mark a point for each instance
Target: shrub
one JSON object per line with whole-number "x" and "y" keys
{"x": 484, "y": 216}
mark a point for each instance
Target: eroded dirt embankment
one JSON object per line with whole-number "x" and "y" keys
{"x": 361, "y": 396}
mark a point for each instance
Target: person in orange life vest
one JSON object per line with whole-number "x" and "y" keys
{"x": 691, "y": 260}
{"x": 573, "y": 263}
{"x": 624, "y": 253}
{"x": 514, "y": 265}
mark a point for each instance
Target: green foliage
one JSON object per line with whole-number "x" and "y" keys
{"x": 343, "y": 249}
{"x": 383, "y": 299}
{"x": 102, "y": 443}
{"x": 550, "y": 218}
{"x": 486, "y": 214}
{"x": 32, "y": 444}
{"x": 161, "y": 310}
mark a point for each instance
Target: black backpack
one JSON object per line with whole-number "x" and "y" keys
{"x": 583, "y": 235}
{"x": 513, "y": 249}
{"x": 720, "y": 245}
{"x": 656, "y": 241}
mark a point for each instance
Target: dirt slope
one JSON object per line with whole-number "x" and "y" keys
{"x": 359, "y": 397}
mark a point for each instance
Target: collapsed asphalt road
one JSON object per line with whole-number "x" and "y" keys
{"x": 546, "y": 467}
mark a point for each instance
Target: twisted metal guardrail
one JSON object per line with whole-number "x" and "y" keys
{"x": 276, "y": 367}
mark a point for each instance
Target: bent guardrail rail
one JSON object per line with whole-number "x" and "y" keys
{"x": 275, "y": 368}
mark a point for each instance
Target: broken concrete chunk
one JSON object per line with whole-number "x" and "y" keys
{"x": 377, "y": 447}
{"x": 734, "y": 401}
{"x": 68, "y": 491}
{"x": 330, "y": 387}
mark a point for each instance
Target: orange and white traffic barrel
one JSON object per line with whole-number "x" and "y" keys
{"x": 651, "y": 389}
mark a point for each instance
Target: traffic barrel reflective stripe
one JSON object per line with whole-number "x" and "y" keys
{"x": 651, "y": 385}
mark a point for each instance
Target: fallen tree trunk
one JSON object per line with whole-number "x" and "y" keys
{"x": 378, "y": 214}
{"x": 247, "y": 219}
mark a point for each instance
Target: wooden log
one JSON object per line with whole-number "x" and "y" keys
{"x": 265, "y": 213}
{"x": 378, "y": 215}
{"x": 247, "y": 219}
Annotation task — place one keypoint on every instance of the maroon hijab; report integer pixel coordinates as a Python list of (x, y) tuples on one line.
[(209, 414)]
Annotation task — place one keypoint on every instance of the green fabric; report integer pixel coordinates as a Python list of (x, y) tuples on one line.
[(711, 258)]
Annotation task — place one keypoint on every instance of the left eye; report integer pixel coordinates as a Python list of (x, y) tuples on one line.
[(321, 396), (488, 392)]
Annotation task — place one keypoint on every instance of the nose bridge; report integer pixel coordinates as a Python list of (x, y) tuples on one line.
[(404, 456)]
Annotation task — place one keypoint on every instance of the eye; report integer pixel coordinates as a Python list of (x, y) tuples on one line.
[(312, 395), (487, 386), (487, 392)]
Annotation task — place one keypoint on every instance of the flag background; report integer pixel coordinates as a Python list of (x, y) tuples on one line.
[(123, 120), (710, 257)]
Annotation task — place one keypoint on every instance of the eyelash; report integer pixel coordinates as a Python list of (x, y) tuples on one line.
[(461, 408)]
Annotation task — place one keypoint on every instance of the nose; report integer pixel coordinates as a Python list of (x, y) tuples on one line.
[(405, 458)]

───

▸ **Task requirements**: The records are to be repeated in full, exactly as they stand.

▸ **Solution to this exercise**:
mark a point for each instance
Target: shrub
one JSON object per line with whole-number "x" and "y" keys
{"x": 484, "y": 216}
mark a point for each instance
Target: eroded dirt embankment
one JSON object per line with whole-number "x" and "y" keys
{"x": 361, "y": 396}
mark a point for each instance
Target: person in orange life vest
one JSON object per line with whole-number "x" and "y" keys
{"x": 691, "y": 260}
{"x": 573, "y": 263}
{"x": 624, "y": 253}
{"x": 514, "y": 265}
mark a point for each instance
Target: green foliage
one JSON object per line with whole-number "x" and "y" keys
{"x": 343, "y": 249}
{"x": 383, "y": 299}
{"x": 102, "y": 443}
{"x": 550, "y": 218}
{"x": 486, "y": 214}
{"x": 32, "y": 444}
{"x": 161, "y": 310}
mark a point for each instance
Target: black backpack
one JSON object per line with whole-number "x" and "y" keys
{"x": 583, "y": 235}
{"x": 513, "y": 249}
{"x": 720, "y": 245}
{"x": 656, "y": 241}
mark a point for each instance
Target: dirt slope
one JSON object per line with whole-number "x" and "y" keys
{"x": 359, "y": 397}
mark a point for each instance
Target: collapsed asphalt road
one JSON object per line with whole-number "x" and "y" keys
{"x": 546, "y": 467}
mark a point for each instance
Target: twisted metal guardrail
one JSON object per line with whole-number "x" and "y" keys
{"x": 276, "y": 367}
mark a point for each instance
Target: bent guardrail rail
one JSON object per line with whole-number "x" and "y" keys
{"x": 275, "y": 368}
mark a point for each instance
Target: broken concrete chunk
one JSON object per line with whole-number "x" and "y" keys
{"x": 377, "y": 447}
{"x": 734, "y": 401}
{"x": 68, "y": 491}
{"x": 330, "y": 387}
mark a point for each instance
Target: orange and white traffic barrel
one JSON object per line with whole-number "x" and "y" keys
{"x": 651, "y": 389}
mark a point for each instance
Target: traffic barrel reflective stripe
one JSON object per line with whole-number "x" and "y" keys
{"x": 651, "y": 385}
mark a point for each instance
Target: fallen tree trunk
one JSON object per line with whole-number "x" and "y" keys
{"x": 378, "y": 214}
{"x": 247, "y": 219}
mark a point for each instance
Target: wooden log
one JSON object per line with whole-number "x" and "y" keys
{"x": 265, "y": 213}
{"x": 378, "y": 215}
{"x": 247, "y": 219}
Annotation task — place one keypoint on every instance of the maroon hijab; report integer pixel coordinates as a Python list of (x, y) tuples on one line.
[(209, 414)]
Annotation task — place one keypoint on every instance of the green fabric; report integer pixel coordinates as a Python list of (x, y) tuples on one line.
[(711, 258)]
Annotation task — place one keypoint on every instance of the left eye; report integer pixel coordinates as a Python list of (x, y) tuples on one line.
[(321, 396), (488, 392)]
Annotation task — place one keypoint on every instance of the nose bridge; report integer pixel coordinates as a Python list of (x, y) tuples on one line.
[(404, 456)]
Annotation task — place one keypoint on every instance of the eye; report integer pixel coordinates as a Python list of (x, y) tuples on one line.
[(312, 395), (487, 386), (487, 392)]
Annotation task — place one keypoint on every instance of the flag background; report integer pixel coordinates as a Python list of (x, y) tuples on one line.
[(123, 120), (710, 257)]
Annotation task — place one keypoint on every instance of the eyelash; report integer pixel coordinates as a Python list of (x, y) tuples on one line.
[(461, 408)]
Annotation task — place one keypoint on every instance of the nose; report integer pixel coordinates as a Python list of (x, y) tuples on one line.
[(405, 458)]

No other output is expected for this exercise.